# OBJECTIVE
Revise the material below by changing every "reply format" to "output format" and leaving everything else untouched. Don't include the pictures in your copy.
[STORED ROWS start]
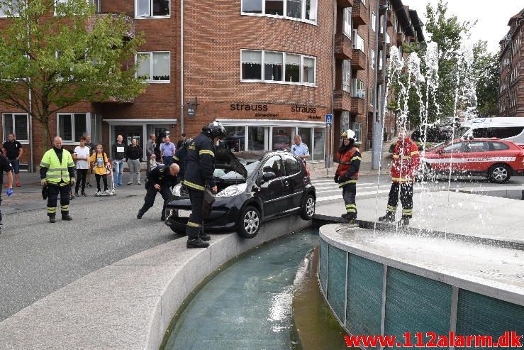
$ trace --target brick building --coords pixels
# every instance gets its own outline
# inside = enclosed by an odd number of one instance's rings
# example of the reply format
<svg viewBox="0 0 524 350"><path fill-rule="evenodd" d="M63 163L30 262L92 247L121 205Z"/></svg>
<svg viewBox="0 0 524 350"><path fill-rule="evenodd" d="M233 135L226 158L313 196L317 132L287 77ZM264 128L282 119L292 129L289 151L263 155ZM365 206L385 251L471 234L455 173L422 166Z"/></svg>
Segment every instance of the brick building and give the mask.
<svg viewBox="0 0 524 350"><path fill-rule="evenodd" d="M369 146L374 58L387 57L391 45L401 50L423 41L416 12L401 0L380 0L378 10L375 0L89 1L101 13L126 14L134 32L143 33L137 60L147 87L134 101L82 102L52 116L51 130L67 148L85 133L105 149L118 134L143 145L150 133L176 141L216 119L235 150L289 147L298 133L310 163L322 167L346 128ZM377 54L376 16L387 25ZM0 19L0 29L7 21ZM4 139L14 131L38 165L41 126L30 128L29 116L1 104L0 113ZM330 137L328 114L334 115ZM388 114L386 134L394 125ZM23 163L30 163L30 153Z"/></svg>
<svg viewBox="0 0 524 350"><path fill-rule="evenodd" d="M524 9L508 22L501 40L498 115L524 116Z"/></svg>

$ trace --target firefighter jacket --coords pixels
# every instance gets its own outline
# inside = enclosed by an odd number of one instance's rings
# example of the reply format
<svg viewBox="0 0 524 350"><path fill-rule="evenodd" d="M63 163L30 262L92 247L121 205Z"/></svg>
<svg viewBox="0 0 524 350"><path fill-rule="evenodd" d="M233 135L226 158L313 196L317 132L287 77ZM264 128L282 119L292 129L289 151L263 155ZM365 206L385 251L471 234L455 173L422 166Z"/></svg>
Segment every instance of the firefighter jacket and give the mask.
[STORED ROWS end]
# REPLY
$ trace --target brick building --coords pixels
# every instance gets its own outline
# inside = enclosed by an odd number of one instance's rings
# example of the output format
<svg viewBox="0 0 524 350"><path fill-rule="evenodd" d="M63 163L30 262L92 247L121 205Z"/></svg>
<svg viewBox="0 0 524 350"><path fill-rule="evenodd" d="M233 135L226 158L313 196L317 132L287 77ZM264 128L282 119L292 129L289 151L263 155ZM365 206L385 251L471 234L455 173L422 166Z"/></svg>
Segment every instance of the brick building and give the mask.
<svg viewBox="0 0 524 350"><path fill-rule="evenodd" d="M369 146L374 58L387 57L391 45L401 50L423 41L416 12L401 0L380 0L378 10L375 0L89 1L101 13L126 14L134 32L143 33L137 60L147 87L134 101L82 102L52 116L51 130L67 148L85 133L105 149L118 134L143 145L150 133L176 141L216 119L235 150L289 147L298 133L310 163L322 167L346 128ZM377 54L376 16L387 25ZM0 19L0 29L7 21ZM4 139L14 131L38 165L41 126L30 128L29 116L1 104L0 113ZM330 137L328 114L334 115ZM388 114L386 134L394 125ZM23 163L30 163L30 153Z"/></svg>
<svg viewBox="0 0 524 350"><path fill-rule="evenodd" d="M524 9L508 22L501 40L498 115L524 116Z"/></svg>

$ trace --target firefighter jacket --coords pixels
# every instance gets its own outline
# inside = enclosed by an odd number of one instance's rings
# example of the output format
<svg viewBox="0 0 524 350"><path fill-rule="evenodd" d="M63 163L30 262L92 247L121 205Z"/></svg>
<svg viewBox="0 0 524 350"><path fill-rule="evenodd" d="M233 135L226 158L313 196L317 132L287 77ZM264 128L282 119L292 129L289 151L263 155ZM365 206L385 251L471 234L455 173L422 166Z"/></svg>
Segment every instance of the firefighter jacket and give the mask.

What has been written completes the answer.